[Reading passage]:
/---

# FTP not connecting



## Ziggy1 (Jun 18, 2002)

I'm using WSFTP Pro, I can log into my account on godaddy.com, but my FTP won't work...the message is indicating that it is not getting the password, but I do have the password put in and anonymous is unchecked. I have it setup on 2 computers and it used to work on at least one (was trying to setup the second)...

*I replaced my host and user for this post
*passive mode is checked

connecting to myHost
Connected to myHost port 21
220---------- Welcome to Pure-FTPd [privsep] [TLS] ----------
220-You are user number 2 of 50 allowed.
220-Local time is now 11:06. Server port: 21.
220-This is a private system - No anonymous login
220 You will be disconnected after 3 minutes of inactivity.
USER myuser
331 User myuser OK. Password required
PASS (hidden)
530 Login authentication failed
! Logon failure, so quitting


----------



## TheRobatron (Oct 25, 2007)

Have you tried retyping the password? It could be that the password (or user) is just incorrect. If not, see if it works from your PC using another FTP client or the Windows command line (though for authentication this shouldn't really make a difference).


----------



## DotHQ (May 6, 2008)

can you view the log on the server you are trying to ftp to? If Linux you might see a hint in the /var/log/messages file as to what is going on. If possible I would change the password to ensure that it is correct.

\---

[Required task]:
From the FTP troubleshooting thread above, reproduce word for word the passage starting with "## Ziggy1 (Jun" and going on through "minutes of inactivity.".

[Information shown]:
/---

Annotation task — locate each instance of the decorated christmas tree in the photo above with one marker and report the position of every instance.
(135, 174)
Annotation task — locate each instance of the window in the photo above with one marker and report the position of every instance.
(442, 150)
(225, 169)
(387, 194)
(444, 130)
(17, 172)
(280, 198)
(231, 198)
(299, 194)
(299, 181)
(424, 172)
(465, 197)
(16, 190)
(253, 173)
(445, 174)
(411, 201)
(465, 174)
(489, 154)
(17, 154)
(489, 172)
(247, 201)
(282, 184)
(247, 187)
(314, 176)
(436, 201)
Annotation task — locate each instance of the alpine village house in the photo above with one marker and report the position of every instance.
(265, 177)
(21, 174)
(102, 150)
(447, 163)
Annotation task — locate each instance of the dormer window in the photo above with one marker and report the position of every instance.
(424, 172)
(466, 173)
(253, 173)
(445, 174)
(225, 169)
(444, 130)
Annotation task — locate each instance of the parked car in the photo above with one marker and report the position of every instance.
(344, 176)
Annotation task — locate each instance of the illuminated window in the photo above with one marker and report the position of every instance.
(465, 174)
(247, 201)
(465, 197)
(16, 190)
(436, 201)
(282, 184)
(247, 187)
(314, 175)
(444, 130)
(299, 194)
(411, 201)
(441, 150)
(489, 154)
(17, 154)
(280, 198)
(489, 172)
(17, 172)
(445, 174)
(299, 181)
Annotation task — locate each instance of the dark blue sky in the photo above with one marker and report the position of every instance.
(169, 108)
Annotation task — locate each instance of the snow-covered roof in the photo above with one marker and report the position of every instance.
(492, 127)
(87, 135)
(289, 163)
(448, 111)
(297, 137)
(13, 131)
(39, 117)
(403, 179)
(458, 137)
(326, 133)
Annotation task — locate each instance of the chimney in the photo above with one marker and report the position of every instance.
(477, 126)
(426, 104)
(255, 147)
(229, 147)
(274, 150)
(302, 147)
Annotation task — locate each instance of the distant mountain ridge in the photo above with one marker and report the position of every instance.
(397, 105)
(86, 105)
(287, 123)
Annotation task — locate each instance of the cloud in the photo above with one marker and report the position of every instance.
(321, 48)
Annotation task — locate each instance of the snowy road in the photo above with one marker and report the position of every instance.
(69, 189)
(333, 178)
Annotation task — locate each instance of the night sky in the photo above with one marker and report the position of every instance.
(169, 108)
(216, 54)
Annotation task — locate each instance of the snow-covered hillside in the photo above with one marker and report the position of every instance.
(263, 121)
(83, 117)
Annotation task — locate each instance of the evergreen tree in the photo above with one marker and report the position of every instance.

\---

[Output of the exercise]:
## Ziggy1 (Jun 18, 2002)

I'm using WSFTP Pro, I can log into my account on godaddy.com, but my FTP won't work...the message is indicating that it is not getting the password, but I do have the password put in and anonymous is unchecked. I have it setup on 2 computers and it used to work on at least one (was trying to setup the second)...

*I replaced my host and user for this post
*passive mode is checked

connecting to myHost
Connected to myHost port 21
220---------- Welcome to Pure-FTPd [privsep] [TLS] ----------
220-You are user number 2 of 50 allowed.
220-Local time is now 11:06. Server port: 21.
220-This is a private system - No anonymous login
220 You will be disconnected after 3 minutes of inactivity.